(Stored data)

+++++

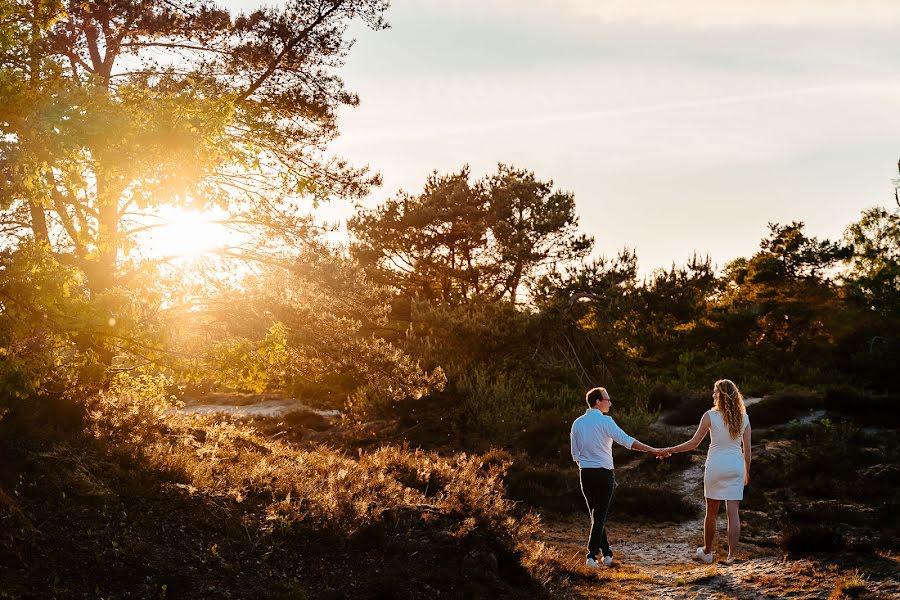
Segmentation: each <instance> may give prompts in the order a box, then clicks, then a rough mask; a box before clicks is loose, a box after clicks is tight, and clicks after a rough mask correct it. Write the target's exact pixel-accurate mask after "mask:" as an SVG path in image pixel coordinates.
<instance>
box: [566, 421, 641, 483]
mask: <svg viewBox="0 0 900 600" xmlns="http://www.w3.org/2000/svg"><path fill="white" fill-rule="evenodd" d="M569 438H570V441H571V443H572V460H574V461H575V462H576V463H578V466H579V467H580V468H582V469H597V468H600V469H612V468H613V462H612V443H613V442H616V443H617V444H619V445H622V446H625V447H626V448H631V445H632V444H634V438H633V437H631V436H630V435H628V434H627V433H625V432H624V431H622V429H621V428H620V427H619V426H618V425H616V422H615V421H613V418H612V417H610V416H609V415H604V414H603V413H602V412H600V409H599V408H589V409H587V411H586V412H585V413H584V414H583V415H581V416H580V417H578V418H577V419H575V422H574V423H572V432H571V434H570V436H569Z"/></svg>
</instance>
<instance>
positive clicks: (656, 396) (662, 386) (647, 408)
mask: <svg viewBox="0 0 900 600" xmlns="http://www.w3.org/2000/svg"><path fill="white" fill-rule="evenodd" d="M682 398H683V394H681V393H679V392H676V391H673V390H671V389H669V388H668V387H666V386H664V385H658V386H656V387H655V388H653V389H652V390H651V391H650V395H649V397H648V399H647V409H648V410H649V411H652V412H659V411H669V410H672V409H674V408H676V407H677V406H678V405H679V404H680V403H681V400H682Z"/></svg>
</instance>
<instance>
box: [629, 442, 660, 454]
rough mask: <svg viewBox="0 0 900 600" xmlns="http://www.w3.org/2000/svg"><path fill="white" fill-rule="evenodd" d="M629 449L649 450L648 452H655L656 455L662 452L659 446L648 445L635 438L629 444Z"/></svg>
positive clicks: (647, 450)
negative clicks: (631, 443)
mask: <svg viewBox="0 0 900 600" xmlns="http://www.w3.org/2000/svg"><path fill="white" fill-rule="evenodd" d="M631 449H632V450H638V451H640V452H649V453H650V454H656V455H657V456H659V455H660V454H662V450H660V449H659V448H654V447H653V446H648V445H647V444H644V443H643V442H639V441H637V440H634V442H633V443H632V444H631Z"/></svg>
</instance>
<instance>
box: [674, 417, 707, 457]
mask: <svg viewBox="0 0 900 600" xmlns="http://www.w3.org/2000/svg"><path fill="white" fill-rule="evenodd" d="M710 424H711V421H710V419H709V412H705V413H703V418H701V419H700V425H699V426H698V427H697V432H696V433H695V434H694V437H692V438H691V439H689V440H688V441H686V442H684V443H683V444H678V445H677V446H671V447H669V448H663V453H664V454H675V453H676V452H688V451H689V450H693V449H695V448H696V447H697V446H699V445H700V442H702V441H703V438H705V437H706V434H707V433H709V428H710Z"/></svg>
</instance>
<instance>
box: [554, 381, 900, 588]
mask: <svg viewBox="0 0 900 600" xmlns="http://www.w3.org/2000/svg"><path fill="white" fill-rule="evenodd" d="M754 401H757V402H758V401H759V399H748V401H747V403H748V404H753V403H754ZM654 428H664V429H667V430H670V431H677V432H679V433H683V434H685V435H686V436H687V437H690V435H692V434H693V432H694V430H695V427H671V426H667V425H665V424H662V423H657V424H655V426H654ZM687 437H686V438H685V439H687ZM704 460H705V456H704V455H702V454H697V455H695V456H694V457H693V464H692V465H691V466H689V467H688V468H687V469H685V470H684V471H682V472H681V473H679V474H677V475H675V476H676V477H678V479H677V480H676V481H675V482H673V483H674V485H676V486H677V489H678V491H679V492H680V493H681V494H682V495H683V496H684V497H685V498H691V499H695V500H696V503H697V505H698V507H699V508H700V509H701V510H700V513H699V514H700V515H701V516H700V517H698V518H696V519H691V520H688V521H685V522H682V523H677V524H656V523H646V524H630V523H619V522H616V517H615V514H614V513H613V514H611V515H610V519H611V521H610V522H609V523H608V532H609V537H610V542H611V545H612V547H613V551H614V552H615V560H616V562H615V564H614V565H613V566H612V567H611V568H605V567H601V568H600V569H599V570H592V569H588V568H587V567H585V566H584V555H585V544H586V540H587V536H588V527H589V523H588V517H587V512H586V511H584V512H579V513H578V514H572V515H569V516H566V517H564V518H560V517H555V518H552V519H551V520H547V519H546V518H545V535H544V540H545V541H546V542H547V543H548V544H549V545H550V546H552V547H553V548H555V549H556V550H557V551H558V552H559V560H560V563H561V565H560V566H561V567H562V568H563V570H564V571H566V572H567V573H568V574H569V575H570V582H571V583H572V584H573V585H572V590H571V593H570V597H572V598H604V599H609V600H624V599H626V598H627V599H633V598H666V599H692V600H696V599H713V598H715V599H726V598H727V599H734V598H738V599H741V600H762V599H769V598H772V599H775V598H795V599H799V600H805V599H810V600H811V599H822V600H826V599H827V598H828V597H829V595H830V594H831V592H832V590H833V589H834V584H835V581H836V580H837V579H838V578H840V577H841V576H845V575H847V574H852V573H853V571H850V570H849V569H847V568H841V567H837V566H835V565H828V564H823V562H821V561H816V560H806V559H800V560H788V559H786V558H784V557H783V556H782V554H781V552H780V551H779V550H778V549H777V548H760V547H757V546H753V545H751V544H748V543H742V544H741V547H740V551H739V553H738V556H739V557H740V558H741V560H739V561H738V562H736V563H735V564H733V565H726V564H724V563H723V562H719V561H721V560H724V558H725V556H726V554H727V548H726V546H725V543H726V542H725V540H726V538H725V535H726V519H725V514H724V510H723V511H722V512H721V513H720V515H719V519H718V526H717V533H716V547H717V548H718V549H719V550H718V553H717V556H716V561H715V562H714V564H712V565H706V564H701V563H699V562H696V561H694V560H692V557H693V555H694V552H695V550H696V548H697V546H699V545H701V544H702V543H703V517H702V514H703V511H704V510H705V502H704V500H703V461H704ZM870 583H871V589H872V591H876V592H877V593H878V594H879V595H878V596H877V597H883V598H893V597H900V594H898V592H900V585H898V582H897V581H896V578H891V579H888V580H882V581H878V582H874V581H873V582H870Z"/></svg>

+++++

§ PROBLEM TO SOLVE:
Write out each entry exactly as given, but skip the pictures.

§ SOLUTION TO THE PROBLEM:
Segmentation: each <instance> may give prompts in the order a box, then clicks, then a rough mask; a box before clicks is loose, a box after clicks is tight, and clicks after a rough mask correct it. Write the target's exact pixel-accurate mask after "mask:" as an SVG path in image pixel coordinates.
<instance>
box: [566, 421, 641, 483]
mask: <svg viewBox="0 0 900 600" xmlns="http://www.w3.org/2000/svg"><path fill="white" fill-rule="evenodd" d="M569 438H570V441H571V443H572V460H574V461H575V462H576V463H578V466H579V467H580V468H582V469H597V468H600V469H612V468H613V462H612V443H613V442H616V443H617V444H619V445H622V446H625V447H626V448H631V445H632V444H634V438H633V437H631V436H630V435H628V434H627V433H625V432H624V431H622V429H621V428H620V427H619V426H618V425H616V422H615V421H613V418H612V417H610V416H609V415H604V414H603V413H602V412H600V409H599V408H589V409H587V411H586V412H585V413H584V414H583V415H581V416H580V417H578V418H577V419H575V422H574V423H572V432H571V434H570V436H569Z"/></svg>
</instance>
<instance>
positive clicks: (656, 396) (662, 386) (647, 408)
mask: <svg viewBox="0 0 900 600" xmlns="http://www.w3.org/2000/svg"><path fill="white" fill-rule="evenodd" d="M682 398H683V394H681V393H679V392H676V391H673V390H671V389H669V388H668V387H666V386H664V385H658V386H656V387H655V388H653V389H652V390H651V391H650V395H649V397H648V399H647V409H648V410H649V411H652V412H659V411H669V410H672V409H674V408H676V407H677V406H678V405H679V404H680V403H681V400H682Z"/></svg>
</instance>
<instance>
box: [629, 442, 660, 454]
rough mask: <svg viewBox="0 0 900 600" xmlns="http://www.w3.org/2000/svg"><path fill="white" fill-rule="evenodd" d="M629 449L649 450L648 452H655L656 455L662 452L659 446L648 445L635 438L629 444Z"/></svg>
positive clicks: (647, 450)
negative clicks: (631, 443)
mask: <svg viewBox="0 0 900 600" xmlns="http://www.w3.org/2000/svg"><path fill="white" fill-rule="evenodd" d="M631 449H632V450H638V451H640V452H649V453H650V454H656V455H657V456H659V455H660V454H662V450H660V449H659V448H654V447H653V446H648V445H647V444H644V443H643V442H639V441H637V440H634V442H633V443H632V444H631Z"/></svg>
</instance>
<instance>
box: [674, 417, 707, 457]
mask: <svg viewBox="0 0 900 600" xmlns="http://www.w3.org/2000/svg"><path fill="white" fill-rule="evenodd" d="M710 424H711V421H710V419H709V412H705V413H703V418H701V419H700V425H699V426H698V427H697V432H696V433H695V434H694V437H692V438H691V439H689V440H688V441H686V442H684V443H683V444H678V445H677V446H671V447H669V448H663V453H664V454H675V453H676V452H688V451H689V450H693V449H695V448H696V447H697V446H699V445H700V442H702V441H703V438H705V437H706V434H707V433H709V428H710Z"/></svg>
</instance>
<instance>
box: [554, 381, 900, 588]
mask: <svg viewBox="0 0 900 600" xmlns="http://www.w3.org/2000/svg"><path fill="white" fill-rule="evenodd" d="M754 401H757V402H758V401H759V399H748V401H747V403H748V404H753V403H754ZM654 428H664V429H667V430H670V431H677V432H679V433H683V434H685V435H686V436H687V437H690V435H692V434H693V432H694V430H695V427H671V426H667V425H665V424H662V423H657V424H655V426H654ZM687 437H686V438H685V439H687ZM704 460H705V456H704V455H702V454H697V455H695V456H694V457H693V464H692V465H691V466H689V467H688V468H687V469H685V470H684V471H682V472H681V473H679V474H677V475H675V476H676V477H678V479H677V480H676V481H675V482H673V483H674V485H676V486H677V489H678V491H679V492H680V493H681V494H682V495H683V496H684V497H685V498H691V499H695V500H696V503H697V505H698V507H699V508H700V509H701V510H700V513H699V514H700V515H701V516H700V517H698V518H696V519H691V520H688V521H685V522H682V523H677V524H656V523H646V524H630V523H619V522H616V517H615V514H614V513H613V514H611V515H610V519H611V521H610V522H609V523H608V532H609V537H610V542H611V545H612V547H613V551H614V552H615V560H616V562H615V564H614V565H613V566H612V567H611V568H605V567H601V568H600V569H599V570H592V569H588V568H587V567H585V566H584V555H585V544H586V540H587V536H588V527H589V523H588V517H587V512H586V511H584V512H579V513H578V514H572V515H569V516H566V517H564V518H560V517H555V518H552V519H551V520H547V519H546V518H545V535H544V540H545V541H546V542H547V543H548V544H549V545H550V546H552V547H553V548H555V549H556V550H557V551H558V552H559V560H560V563H561V565H560V566H561V567H562V568H563V570H564V571H566V572H567V573H568V574H569V575H570V582H571V583H572V584H573V585H572V590H571V593H570V597H572V598H604V599H609V600H624V599H626V598H627V599H633V598H666V599H692V600H696V599H713V598H715V599H726V598H727V599H734V598H738V599H741V600H762V599H769V598H772V599H775V598H795V599H799V600H805V599H810V600H811V599H822V600H826V599H827V598H828V597H829V595H830V594H831V592H832V590H833V589H834V584H835V581H836V580H837V579H838V578H840V577H841V576H845V575H847V574H852V573H853V571H850V570H849V569H847V568H841V567H837V566H835V565H828V564H823V562H821V561H816V560H806V559H800V560H788V559H786V558H784V557H783V556H782V554H781V552H780V551H779V550H778V549H777V548H760V547H757V546H753V545H751V544H748V543H742V544H741V547H740V551H739V553H738V556H739V557H740V558H741V560H739V561H738V562H736V563H735V564H733V565H726V564H724V563H723V562H719V561H721V560H724V558H725V556H726V554H727V548H726V546H725V543H726V542H725V540H726V538H725V535H726V519H725V514H724V510H723V511H722V512H721V513H720V515H719V519H718V526H717V533H716V547H717V548H718V549H719V550H718V553H717V556H716V561H715V562H714V564H712V565H706V564H701V563H699V562H696V561H694V560H692V557H693V555H694V552H695V550H696V548H697V546H699V545H701V544H702V543H703V517H702V514H703V511H704V510H705V502H704V500H703V461H704ZM870 583H871V589H872V591H876V592H877V593H878V594H879V595H878V596H877V597H883V598H893V597H900V594H898V592H900V585H898V582H897V581H896V578H891V579H888V580H882V581H878V582H874V581H873V582H870Z"/></svg>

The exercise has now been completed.